# Text extract
========================================

In 2009 the bar that I called an annex to my living room closed. There isn’t even a hint of exaggeration to say that when I got in my front door that night, I literally took a deep breath and let it out slowly. It had been almost a two-decade long party, and I was exhausted.

Red River north of 6th street in downtown Austin used to be a desolate wasteland of empty buildings and wandering crack zombies. Besides Emo’s there were a few notorious bars like the Cavity Club where I saw my first show (definitely not my last) that featured fire inside the building, and the Blue Flamingo which was a drag queen bar run by a character named Miss Laura that who was nice enough to share the space with all of us rowdy, mostly underage drunks. You could do whatever you wanted in the Blue Flamingo and it became common knowledge that if you stood directly underneath the safety camera in the back room, you couldn’t be seen doing it.

========================================

# Required task 1
Answer these questions from the passage about the Austin bars:
(a) In what year did the bar the writer called an annex to the living room close?
(b) Who ran the Blue Flamingo?
(c) Where in the Blue Flamingo could you stand without being seen?

========================================

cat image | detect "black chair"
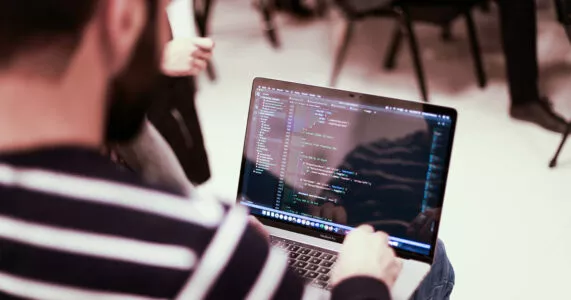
[549,0,571,168]
[193,0,216,81]
[330,0,487,102]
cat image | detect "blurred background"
[174,0,571,300]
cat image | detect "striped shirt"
[0,147,388,300]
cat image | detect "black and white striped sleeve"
[174,206,389,300]
[0,165,389,300]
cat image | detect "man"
[0,0,401,299]
[112,37,214,196]
[498,0,566,133]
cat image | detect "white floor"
[189,0,571,300]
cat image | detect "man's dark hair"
[0,0,100,72]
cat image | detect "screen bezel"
[237,77,458,264]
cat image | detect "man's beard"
[105,4,161,143]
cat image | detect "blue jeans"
[411,240,455,300]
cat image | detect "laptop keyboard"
[270,236,337,290]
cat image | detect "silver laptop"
[238,78,457,299]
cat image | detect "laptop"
[238,78,457,299]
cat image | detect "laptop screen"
[238,79,456,262]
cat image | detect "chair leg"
[549,123,571,168]
[441,24,452,42]
[329,20,355,86]
[466,11,488,88]
[384,22,402,70]
[260,0,280,48]
[480,1,492,13]
[401,9,428,102]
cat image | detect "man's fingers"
[190,49,212,60]
[194,38,214,51]
[191,59,208,70]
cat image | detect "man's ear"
[104,0,148,74]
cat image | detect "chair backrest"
[555,0,571,42]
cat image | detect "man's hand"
[331,225,402,289]
[162,38,214,77]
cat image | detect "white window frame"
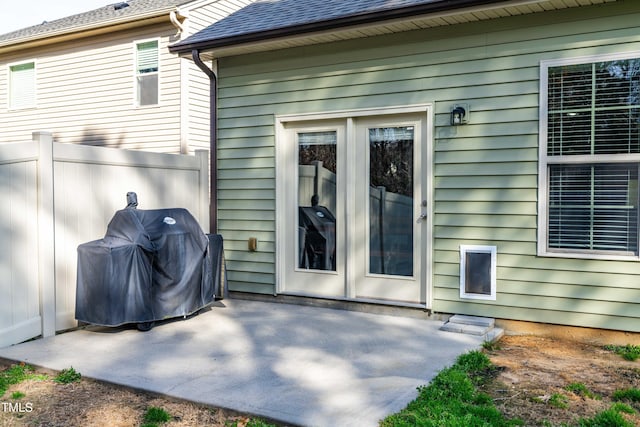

========================================

# Required task 2
Filter the records, keeping every line that contains the string "striped".

# Right answer 1
(a) 2009
(b) A character named Miss Laura
(c) Directly underneath the safety camera in the back room

# Right answer 2
cat image | detect "striped shirt"
cat image | detect "black and white striped sleeve"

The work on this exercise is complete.